**Source passage:**
== Segment start ==

Collette: [Looks confused]
Everett: Oh, it’s a good jam.
Collette: I can’t believe I don’t know that.
Shannon: Um, I like Eddie Money. [Starts singing] “Hold the line! / Love isn’t always on time.” [Editor’s note: She means Toto.] But I’m not a karaoke person.
Aselton: I also love singing some Bon Jovi.
Everett: It’s weird — in “Patti Cake$,” I sing Heart; in this I sing Heart; and I just did a pilot and there’s another Heart moment in that. I can’t get enough of karaoke.
Aselton: I went to shoot “Legion” and my first scene is me singing “Happy Birthday.” I freaking hate singing. I get anxiety and want to vomit and have diarrhea.
Everett: You’re very cute when you sing.
Aselton: I did a lot of shots of tequila.
Collette: At least it’s a song you know.
Adam Levine plays a bartender in “Fun Mom Dinner.” Which rock star would you most want to flirt with at a bar?
Everett: Oh! Good question.
Aselton: I married a rock star. [Mark Duplass] was a musician when I met him.
Everett: Is there anything that guy can’t do?
Aselton: He can’t fix a fucking thing around my house.

== Segment end ==

Dataset entries
== Segment start ==

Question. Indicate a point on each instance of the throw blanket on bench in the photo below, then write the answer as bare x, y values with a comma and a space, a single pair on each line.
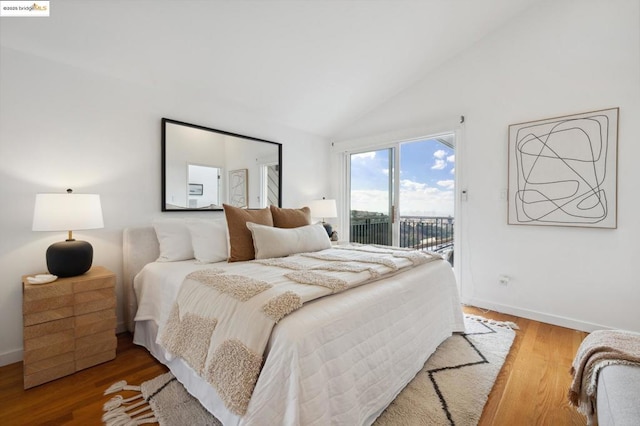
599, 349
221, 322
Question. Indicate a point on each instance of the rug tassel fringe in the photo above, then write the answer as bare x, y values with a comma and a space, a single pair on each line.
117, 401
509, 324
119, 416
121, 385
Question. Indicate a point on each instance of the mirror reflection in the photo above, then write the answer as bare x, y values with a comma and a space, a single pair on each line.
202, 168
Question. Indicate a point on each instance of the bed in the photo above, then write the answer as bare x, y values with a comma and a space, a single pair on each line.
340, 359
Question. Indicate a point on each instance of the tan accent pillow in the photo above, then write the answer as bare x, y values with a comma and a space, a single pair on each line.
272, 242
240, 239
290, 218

== Segment end ==
== Segment start ==

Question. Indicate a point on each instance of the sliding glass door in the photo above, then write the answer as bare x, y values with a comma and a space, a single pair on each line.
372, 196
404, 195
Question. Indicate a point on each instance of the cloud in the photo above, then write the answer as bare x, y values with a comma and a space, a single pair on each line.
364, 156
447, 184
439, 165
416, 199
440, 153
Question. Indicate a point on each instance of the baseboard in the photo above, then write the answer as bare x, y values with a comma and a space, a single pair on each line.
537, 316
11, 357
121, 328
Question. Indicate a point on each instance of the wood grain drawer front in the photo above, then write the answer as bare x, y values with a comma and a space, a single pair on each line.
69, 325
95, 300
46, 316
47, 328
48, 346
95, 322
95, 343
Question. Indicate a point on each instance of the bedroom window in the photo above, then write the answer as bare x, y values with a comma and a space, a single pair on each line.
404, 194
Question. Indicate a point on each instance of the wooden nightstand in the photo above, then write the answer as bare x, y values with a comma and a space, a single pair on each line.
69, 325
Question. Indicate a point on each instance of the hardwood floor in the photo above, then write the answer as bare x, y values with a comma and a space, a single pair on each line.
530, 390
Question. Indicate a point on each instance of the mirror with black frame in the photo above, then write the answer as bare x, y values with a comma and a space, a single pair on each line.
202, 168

== Segment end ==
== Segment start ==

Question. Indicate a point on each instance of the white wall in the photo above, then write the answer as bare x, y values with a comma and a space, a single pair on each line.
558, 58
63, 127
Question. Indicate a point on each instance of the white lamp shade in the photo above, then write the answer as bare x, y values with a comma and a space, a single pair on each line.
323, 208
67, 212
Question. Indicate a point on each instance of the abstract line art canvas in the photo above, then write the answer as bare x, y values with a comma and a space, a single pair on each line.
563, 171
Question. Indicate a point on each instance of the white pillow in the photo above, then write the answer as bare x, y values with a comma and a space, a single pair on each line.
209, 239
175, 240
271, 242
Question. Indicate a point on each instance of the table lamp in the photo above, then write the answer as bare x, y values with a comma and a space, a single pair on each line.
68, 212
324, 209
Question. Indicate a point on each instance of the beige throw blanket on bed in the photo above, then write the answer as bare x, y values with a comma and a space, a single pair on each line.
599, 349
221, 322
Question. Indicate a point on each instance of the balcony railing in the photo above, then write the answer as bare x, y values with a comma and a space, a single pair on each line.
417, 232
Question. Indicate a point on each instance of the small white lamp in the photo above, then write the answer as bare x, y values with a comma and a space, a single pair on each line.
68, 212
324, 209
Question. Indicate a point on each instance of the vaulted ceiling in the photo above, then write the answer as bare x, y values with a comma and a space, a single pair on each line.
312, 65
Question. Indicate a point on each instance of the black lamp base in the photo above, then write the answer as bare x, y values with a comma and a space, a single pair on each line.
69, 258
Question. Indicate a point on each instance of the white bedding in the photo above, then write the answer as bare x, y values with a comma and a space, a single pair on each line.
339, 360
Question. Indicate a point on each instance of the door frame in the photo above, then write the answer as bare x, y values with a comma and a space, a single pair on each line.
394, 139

== Segment end ==

**Problem 1:** List every speaker who talks in the interview excerpt.
**Problem 2:** According to the interview excerpt, what song does Aselton sing in her first scene in "Legion"?
**Problem 3:** Return the passage of the interview excerpt from "Shannon: Um, I" to "when you sing.".
You can do without the dataset entries.

**Response area 1:** Collette, Everett, Shannon, Aselton

**Response area 2:** "Happy Birthday."

**Response area 3:**
Shannon: Um, I like Eddie Money. [Starts singing] “Hold the line! / Love isn’t always on time.” [Editor’s note: She means Toto.] But I’m not a karaoke person.
Aselton: I also love singing some Bon Jovi.
Everett: It’s weird — in “Patti Cake$,” I sing Heart; in this I sing Heart; and I just did a pilot and there’s another Heart moment in that. I can’t get enough of karaoke.
Aselton: I went to shoot “Legion” and my first scene is me singing “Happy Birthday.” I freaking hate singing. I get anxiety and want to vomit and have diarrhea.
Everett: You’re very cute when you sing.